Saved entries:
= = = = = = =

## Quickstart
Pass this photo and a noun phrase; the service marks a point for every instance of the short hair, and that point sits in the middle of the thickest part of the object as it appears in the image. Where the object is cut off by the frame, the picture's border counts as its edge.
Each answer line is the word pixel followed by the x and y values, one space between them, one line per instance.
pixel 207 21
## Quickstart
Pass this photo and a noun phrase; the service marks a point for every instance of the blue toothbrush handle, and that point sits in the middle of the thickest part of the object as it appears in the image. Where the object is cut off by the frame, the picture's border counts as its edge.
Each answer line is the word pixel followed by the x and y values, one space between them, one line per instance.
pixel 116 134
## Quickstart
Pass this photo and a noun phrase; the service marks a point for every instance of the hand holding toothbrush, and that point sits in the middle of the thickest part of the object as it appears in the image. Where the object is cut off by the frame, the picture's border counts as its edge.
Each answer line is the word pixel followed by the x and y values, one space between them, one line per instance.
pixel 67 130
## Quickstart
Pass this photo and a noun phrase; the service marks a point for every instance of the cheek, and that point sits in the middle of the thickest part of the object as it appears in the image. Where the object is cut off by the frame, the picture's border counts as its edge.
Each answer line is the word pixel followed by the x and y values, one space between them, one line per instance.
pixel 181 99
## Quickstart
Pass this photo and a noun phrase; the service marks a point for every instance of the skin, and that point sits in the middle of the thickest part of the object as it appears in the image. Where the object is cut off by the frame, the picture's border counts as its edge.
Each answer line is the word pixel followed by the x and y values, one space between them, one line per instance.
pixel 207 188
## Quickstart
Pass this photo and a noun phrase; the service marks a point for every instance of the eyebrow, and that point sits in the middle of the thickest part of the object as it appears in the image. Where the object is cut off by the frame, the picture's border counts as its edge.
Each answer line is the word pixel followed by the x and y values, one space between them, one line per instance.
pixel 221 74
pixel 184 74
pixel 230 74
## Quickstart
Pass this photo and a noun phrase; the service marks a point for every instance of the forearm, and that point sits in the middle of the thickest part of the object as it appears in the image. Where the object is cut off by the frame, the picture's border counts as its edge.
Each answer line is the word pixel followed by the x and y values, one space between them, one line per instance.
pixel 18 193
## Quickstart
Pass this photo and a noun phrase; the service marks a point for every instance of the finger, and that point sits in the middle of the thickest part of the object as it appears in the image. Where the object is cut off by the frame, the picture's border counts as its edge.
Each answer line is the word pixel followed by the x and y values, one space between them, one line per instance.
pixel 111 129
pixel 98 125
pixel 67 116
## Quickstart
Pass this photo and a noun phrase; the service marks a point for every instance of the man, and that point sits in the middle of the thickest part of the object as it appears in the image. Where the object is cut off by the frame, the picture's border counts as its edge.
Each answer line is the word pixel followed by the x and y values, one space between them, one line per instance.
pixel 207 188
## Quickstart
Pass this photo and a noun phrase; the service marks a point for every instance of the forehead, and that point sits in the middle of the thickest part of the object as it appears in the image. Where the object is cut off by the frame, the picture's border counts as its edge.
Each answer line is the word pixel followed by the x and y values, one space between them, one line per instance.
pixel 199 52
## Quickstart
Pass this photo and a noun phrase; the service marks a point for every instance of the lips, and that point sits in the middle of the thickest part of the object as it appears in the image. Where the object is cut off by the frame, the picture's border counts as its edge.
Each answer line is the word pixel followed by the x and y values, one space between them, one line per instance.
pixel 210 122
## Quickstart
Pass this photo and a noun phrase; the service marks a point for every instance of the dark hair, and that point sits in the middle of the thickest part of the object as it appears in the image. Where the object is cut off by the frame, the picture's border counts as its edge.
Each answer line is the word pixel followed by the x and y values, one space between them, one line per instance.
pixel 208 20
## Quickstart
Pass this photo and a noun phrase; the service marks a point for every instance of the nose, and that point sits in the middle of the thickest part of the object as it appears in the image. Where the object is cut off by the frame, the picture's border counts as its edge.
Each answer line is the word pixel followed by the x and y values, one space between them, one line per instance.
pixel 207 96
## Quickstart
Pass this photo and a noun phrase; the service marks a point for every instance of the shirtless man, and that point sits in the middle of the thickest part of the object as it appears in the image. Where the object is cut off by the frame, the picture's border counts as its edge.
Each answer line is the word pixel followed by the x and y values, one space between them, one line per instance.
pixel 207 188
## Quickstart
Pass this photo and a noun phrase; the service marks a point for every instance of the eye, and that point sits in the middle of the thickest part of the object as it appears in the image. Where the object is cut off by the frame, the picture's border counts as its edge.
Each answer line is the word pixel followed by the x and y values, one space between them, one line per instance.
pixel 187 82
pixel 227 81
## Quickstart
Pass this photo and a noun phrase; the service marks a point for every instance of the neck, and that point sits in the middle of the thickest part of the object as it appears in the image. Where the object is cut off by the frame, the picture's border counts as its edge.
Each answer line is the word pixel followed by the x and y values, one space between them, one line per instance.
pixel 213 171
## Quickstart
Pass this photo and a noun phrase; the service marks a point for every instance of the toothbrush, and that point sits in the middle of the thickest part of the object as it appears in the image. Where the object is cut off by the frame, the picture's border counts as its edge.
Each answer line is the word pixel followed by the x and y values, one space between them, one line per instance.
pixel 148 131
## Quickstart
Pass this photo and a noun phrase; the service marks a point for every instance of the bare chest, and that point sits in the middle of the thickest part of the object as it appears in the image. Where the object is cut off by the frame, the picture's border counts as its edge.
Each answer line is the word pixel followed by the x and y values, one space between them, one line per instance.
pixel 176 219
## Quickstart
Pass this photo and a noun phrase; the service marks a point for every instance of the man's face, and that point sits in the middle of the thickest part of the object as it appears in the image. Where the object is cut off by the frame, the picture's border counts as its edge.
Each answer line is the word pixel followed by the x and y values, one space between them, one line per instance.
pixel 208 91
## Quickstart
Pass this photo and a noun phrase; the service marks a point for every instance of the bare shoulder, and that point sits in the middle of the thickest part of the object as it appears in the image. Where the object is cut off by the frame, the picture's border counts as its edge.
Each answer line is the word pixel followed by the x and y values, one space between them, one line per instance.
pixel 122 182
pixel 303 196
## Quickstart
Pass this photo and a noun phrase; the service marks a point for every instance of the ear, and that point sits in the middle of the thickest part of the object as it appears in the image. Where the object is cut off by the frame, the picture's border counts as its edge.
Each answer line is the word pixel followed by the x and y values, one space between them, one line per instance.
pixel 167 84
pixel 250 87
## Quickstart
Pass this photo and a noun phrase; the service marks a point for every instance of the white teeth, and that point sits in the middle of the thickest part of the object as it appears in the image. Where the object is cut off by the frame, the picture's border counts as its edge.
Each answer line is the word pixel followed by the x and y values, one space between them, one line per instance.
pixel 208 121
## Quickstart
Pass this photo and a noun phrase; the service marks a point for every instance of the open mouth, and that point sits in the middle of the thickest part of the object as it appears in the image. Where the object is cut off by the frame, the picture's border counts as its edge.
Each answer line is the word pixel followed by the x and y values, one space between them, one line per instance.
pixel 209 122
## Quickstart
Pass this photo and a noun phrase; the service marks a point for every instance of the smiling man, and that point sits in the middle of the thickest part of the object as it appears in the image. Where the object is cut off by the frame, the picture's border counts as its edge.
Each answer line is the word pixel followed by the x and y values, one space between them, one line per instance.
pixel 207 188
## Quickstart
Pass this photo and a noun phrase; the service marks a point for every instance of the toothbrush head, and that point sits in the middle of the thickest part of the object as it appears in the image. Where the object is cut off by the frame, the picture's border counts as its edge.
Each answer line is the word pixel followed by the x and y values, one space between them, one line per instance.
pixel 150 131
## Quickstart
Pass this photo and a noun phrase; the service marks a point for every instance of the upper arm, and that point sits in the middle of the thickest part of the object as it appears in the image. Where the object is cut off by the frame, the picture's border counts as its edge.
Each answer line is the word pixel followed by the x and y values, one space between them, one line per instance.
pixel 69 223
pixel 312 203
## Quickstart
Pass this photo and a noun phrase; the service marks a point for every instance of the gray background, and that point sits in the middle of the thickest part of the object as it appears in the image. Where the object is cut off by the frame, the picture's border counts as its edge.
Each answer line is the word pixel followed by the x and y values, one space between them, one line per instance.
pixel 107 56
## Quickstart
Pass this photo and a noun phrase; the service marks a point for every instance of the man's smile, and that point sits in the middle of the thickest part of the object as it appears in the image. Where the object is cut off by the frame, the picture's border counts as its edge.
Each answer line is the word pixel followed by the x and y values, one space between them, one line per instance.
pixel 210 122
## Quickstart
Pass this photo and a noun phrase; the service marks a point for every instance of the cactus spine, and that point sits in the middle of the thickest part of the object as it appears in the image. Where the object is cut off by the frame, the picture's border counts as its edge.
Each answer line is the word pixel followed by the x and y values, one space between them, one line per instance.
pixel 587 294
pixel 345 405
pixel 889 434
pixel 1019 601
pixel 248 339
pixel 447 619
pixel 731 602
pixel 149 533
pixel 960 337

= = = = = = =

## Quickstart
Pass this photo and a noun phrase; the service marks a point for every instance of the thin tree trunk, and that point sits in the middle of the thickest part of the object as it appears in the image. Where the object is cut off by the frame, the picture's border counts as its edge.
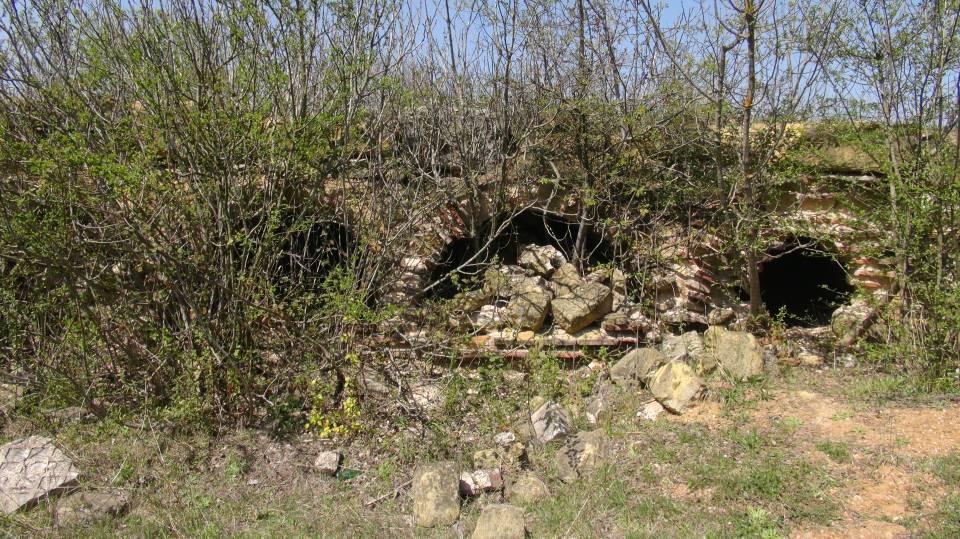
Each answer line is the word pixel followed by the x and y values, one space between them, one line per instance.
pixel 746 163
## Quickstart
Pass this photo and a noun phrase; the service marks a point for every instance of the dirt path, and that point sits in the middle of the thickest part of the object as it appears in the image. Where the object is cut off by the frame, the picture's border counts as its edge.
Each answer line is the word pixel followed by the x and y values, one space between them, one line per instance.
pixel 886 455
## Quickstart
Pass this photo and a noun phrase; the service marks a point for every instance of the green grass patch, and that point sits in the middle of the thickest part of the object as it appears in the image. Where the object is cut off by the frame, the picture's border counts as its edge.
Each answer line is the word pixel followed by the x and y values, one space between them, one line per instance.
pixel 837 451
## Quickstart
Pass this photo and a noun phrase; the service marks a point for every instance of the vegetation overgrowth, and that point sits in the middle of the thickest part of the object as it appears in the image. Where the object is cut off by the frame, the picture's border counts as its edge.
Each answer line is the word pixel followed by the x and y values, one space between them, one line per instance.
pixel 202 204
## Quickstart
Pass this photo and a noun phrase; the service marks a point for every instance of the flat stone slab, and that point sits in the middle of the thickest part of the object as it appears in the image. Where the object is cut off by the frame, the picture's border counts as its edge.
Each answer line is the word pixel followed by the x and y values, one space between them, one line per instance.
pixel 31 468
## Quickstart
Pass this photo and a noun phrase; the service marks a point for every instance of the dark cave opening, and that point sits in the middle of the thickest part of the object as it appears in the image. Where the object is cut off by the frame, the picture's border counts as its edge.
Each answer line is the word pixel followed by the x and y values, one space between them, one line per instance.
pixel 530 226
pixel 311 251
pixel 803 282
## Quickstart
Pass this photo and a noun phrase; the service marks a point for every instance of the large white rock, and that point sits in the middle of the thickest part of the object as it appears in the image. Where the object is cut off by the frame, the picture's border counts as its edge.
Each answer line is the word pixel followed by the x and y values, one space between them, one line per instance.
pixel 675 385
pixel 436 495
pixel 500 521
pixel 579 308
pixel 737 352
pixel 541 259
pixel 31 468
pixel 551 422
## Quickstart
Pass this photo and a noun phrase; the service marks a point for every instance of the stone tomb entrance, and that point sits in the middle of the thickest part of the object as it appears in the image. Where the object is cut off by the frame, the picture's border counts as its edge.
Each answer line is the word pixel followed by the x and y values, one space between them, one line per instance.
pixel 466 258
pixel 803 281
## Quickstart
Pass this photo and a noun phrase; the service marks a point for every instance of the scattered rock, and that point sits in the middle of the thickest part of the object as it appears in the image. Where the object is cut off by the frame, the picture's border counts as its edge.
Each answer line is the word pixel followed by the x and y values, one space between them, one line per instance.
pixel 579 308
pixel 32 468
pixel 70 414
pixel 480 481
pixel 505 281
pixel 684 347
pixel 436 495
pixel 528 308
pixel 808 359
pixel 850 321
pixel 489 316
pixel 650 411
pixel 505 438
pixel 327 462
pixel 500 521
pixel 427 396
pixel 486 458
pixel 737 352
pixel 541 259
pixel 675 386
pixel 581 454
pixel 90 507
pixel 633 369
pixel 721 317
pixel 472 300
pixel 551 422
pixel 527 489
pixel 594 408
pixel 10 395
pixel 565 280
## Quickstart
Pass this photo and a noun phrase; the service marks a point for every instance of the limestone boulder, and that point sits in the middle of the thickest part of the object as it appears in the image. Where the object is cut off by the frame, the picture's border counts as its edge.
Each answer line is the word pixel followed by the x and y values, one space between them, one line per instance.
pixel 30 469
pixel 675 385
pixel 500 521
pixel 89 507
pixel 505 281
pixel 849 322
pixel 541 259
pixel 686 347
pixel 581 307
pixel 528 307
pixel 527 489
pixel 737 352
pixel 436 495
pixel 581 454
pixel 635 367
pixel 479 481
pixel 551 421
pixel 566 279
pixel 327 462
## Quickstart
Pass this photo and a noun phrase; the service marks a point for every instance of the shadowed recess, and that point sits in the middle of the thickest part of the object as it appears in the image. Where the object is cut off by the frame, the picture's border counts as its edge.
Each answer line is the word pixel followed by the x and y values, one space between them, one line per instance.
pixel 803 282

= = = = = = =

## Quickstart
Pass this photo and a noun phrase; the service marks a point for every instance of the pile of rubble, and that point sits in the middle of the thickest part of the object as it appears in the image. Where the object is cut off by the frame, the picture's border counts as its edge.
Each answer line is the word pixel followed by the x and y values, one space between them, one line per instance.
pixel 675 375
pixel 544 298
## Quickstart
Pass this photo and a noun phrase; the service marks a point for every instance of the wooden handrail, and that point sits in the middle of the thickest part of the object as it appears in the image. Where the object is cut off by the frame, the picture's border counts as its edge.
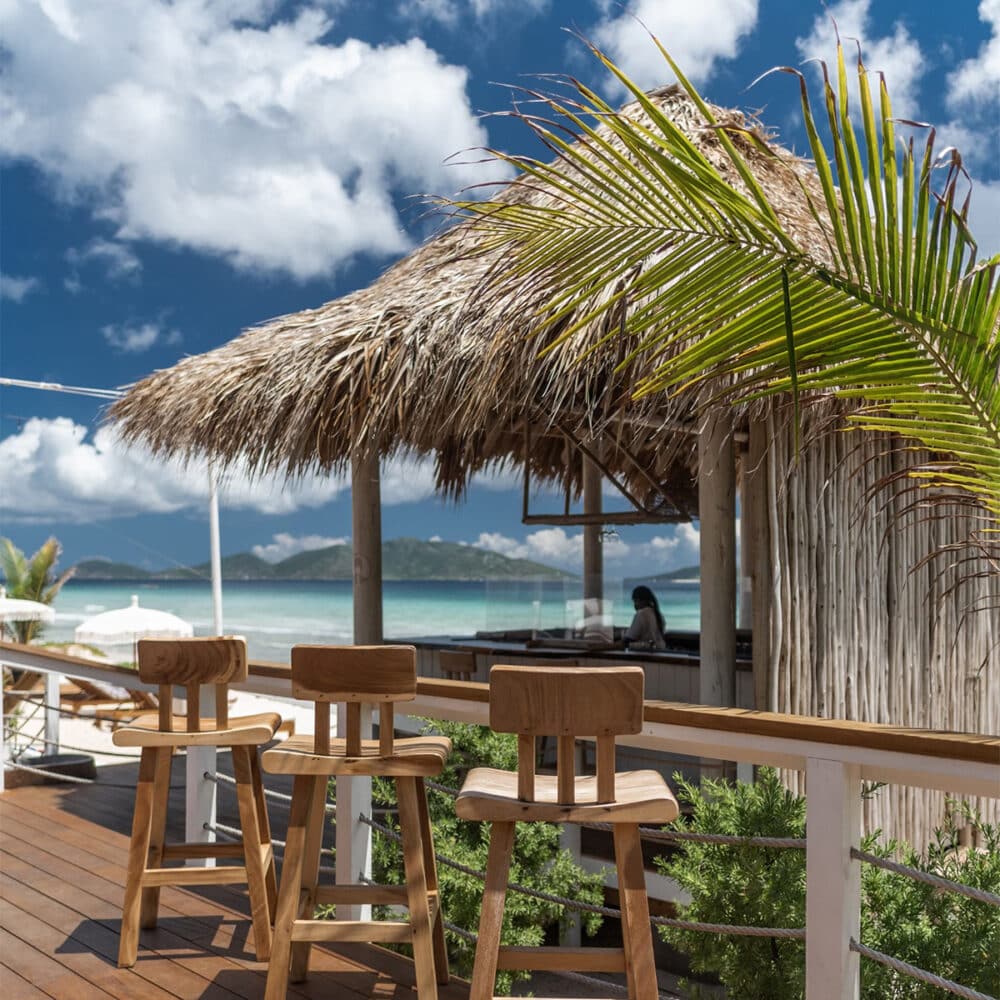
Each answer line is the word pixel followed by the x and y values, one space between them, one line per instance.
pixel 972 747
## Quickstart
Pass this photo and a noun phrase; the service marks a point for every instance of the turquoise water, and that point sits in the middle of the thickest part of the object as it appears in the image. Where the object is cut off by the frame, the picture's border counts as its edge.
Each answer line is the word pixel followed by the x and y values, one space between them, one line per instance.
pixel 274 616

= = = = = = =

- Exercise goal -
For the records above, state the number of lines that contain "hair", and provide nothing further.

- Answer box -
2